- [GIVEN PASSAGE]:
--- Start ---

That is correct, but that part relies only on the part of the index dependent
on toDate.

> based on the index values because 2004-12-02 is between the from and end
> date. However, b and d would be excluded immediately because the the from
> date is greater than 2004-12-02 and would save the optimizer from even
> reading the table for these index entries because the fromDate is in the
> index.

That is not correct. Postgres currently doesn't have a way to skip ahead
on an index scan. So what will happen is that a, b, c, d and will all be
considered and b and d removed by a filter rule.

> This may be a somewhat extreme example but my experience is in most systems
> old historical data makes up the bulk of the data and newer data is a much
> smaller amount. In addition most people are interested in data from the
> most recent month.

The idea of having a toDate index is good, it is just that having a multicolumn
index doesn't help for this problem. In fact by making the index wider, it
will slow things down.

> Of course I may be mistaken about the data distribution.

--- End ---

- [LIST OF TASKS]:
• 1. Answer these questions from the Postgres index discussion, one line per answer:
(a) Does Postgres currently have a way to skip ahead on an index scan?
(b) How are b and d removed during the scan?
(c) What effect does making the index wider have?
• 2. Write the next part of the Postgres index discussion, picking up after its final sentence.

- [INFORMATION SHOWN]:

--- Start ---

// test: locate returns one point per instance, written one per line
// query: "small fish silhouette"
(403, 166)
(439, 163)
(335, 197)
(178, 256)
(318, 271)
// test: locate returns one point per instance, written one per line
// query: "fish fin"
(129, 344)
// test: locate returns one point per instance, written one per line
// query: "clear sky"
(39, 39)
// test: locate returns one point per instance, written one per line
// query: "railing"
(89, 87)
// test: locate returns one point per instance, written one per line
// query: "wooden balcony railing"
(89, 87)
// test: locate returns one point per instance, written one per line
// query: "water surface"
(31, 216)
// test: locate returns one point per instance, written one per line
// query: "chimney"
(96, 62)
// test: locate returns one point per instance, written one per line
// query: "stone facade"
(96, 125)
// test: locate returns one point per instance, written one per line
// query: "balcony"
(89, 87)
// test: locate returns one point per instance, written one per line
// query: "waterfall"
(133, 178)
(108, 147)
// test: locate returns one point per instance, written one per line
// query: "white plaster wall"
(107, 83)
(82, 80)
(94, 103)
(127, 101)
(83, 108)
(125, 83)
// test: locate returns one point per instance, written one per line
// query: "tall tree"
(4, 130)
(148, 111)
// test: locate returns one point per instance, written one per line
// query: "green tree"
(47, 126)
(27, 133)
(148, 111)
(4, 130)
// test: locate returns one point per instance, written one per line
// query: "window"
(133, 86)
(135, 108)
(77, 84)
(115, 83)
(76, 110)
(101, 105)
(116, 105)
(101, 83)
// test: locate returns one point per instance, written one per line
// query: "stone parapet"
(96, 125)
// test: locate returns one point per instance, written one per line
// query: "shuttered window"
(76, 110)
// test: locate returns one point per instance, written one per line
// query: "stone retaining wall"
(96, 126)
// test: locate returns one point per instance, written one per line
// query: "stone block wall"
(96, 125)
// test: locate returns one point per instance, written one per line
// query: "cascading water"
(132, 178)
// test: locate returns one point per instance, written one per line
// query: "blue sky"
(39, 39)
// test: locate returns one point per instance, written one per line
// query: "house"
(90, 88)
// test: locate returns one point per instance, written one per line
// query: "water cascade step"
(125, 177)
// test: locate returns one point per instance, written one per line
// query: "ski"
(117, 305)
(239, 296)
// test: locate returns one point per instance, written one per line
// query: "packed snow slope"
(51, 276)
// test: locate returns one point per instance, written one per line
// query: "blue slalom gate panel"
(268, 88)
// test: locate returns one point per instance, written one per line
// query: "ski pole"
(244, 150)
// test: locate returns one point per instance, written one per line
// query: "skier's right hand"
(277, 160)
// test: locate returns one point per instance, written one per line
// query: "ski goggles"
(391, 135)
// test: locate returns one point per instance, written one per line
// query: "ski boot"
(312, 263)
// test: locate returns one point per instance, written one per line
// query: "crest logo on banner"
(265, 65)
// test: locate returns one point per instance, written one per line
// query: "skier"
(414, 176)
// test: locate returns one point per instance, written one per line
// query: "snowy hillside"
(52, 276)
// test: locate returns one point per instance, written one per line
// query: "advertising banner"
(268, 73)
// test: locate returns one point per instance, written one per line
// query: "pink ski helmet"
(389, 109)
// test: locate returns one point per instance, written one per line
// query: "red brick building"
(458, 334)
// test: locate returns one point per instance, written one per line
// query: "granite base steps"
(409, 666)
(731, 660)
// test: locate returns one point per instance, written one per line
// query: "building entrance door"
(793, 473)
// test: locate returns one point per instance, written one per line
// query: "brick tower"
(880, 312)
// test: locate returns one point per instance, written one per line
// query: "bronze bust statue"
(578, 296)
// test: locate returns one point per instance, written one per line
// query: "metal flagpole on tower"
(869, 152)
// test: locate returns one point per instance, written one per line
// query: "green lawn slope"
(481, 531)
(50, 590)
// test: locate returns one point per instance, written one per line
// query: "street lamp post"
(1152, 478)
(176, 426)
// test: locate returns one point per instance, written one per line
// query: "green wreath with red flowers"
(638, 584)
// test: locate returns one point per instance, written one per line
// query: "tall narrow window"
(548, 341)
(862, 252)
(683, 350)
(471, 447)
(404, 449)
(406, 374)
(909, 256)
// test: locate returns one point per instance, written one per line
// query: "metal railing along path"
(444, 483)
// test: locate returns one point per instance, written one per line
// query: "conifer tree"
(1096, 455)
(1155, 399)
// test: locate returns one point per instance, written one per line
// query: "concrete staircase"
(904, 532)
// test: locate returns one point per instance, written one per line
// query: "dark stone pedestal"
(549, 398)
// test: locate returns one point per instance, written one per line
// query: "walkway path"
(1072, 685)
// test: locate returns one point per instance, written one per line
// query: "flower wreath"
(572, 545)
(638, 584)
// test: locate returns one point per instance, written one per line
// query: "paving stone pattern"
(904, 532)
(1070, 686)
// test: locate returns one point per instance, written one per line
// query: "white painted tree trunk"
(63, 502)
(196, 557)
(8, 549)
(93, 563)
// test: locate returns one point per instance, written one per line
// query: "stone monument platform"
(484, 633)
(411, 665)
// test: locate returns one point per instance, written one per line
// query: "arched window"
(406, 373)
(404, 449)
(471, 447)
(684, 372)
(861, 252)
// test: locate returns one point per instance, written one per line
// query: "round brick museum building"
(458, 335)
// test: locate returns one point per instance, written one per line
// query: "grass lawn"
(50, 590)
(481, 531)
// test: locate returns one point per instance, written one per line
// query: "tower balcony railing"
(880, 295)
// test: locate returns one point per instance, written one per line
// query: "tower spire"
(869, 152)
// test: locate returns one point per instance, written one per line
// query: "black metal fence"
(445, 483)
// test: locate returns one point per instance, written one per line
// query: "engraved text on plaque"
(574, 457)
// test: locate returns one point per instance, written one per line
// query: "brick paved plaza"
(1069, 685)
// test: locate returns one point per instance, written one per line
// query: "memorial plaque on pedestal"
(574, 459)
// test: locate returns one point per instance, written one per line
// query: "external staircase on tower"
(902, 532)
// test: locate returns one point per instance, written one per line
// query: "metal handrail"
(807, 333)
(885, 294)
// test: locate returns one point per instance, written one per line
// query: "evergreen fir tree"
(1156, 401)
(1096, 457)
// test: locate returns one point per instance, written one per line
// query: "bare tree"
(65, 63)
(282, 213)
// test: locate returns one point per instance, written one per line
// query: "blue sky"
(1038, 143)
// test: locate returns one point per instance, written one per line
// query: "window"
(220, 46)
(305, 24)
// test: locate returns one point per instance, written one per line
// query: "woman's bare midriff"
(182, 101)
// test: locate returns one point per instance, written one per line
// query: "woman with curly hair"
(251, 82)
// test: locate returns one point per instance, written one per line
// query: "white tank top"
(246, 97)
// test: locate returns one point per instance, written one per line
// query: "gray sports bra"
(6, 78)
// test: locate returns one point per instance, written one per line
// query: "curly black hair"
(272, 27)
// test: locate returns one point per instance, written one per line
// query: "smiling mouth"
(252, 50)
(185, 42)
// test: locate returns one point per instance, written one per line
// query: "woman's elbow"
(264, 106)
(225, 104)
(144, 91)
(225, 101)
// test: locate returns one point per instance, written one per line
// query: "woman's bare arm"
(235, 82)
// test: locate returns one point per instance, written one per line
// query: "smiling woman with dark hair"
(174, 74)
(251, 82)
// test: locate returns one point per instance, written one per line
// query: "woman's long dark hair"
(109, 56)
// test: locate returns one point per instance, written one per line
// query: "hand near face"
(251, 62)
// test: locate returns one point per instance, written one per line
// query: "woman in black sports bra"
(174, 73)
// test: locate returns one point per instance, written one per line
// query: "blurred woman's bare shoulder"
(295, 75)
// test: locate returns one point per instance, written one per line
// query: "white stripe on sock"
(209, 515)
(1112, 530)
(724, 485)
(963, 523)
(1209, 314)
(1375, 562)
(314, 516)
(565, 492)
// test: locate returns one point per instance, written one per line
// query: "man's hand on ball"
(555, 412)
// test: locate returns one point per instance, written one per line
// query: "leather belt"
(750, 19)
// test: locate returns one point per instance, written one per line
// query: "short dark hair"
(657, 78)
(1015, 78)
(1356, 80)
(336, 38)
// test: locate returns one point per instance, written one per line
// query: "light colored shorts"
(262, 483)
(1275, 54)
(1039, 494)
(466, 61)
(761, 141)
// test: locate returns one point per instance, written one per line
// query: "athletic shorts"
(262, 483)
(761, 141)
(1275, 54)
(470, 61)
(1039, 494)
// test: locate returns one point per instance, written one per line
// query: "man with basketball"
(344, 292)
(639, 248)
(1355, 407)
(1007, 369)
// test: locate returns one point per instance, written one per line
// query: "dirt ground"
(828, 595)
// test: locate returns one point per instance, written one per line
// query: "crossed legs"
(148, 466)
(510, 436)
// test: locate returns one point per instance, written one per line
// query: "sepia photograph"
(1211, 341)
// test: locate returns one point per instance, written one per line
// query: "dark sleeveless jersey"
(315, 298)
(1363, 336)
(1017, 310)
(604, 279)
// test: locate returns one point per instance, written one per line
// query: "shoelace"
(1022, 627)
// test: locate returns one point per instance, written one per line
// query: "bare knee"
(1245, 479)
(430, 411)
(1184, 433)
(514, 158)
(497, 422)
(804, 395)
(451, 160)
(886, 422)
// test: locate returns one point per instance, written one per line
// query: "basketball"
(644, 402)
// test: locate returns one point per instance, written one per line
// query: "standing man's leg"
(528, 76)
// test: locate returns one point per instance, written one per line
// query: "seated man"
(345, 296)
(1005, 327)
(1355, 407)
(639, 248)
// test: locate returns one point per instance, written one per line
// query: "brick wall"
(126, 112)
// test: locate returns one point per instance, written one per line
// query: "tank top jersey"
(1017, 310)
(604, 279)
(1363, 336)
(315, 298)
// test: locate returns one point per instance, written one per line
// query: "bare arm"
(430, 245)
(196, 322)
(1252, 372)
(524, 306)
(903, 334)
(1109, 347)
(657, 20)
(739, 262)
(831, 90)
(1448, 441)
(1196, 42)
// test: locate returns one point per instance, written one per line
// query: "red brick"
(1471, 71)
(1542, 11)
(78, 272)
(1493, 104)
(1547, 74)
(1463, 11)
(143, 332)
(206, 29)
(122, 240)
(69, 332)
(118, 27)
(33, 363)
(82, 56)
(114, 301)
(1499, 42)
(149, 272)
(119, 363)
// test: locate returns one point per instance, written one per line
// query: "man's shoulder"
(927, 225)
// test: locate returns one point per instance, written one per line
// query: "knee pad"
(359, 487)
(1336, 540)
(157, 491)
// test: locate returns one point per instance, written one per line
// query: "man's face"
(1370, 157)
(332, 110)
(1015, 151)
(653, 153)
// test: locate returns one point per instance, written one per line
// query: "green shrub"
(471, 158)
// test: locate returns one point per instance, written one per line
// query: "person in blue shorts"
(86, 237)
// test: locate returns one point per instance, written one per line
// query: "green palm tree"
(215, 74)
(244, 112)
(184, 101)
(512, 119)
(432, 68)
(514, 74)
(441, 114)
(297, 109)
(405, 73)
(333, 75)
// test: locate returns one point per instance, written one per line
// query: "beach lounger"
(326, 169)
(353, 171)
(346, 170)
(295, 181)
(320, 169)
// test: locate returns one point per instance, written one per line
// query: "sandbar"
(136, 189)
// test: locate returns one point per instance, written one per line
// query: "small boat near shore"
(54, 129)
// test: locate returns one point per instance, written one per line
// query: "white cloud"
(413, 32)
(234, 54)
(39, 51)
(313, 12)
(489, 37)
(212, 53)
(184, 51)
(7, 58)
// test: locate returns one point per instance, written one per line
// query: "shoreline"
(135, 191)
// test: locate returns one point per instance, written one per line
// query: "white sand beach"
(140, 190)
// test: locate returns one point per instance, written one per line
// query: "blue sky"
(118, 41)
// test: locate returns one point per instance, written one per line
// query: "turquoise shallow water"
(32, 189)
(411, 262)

--- End ---

- [RESPONSES BY TASK]:
• 1.
(a) No, Postgres currently doesn't have a way to skip ahead on an index scan.
(b) They are removed by a filter rule.
(c) It will slow things down.

• 2.
The distribution of values is what makes toDate or FromDate a better index
(if any) to use. You may very well be correct that for most people toDate
will more likely be the better index to use.

Re: Indexes?

From
vhikida@inreach.com
Date:
>
>> based on the index values because 2004-12-02 is between the from and end
>> date. However, b and d would be excluded immediately because the the
>> from
>> date is greater than 2004-12-02 and would save the optimizer from even
>> reading the table for these index entries because the fromDate is in the
>> index.
>
> That is not correct. Postgres currently doesn't have a way to skip ahead
> on an index scan. So what will happen is that a, b, c, d and will all be
> considered and b and d removed by a filter rule.
>
OK. I got it now. Thanks :)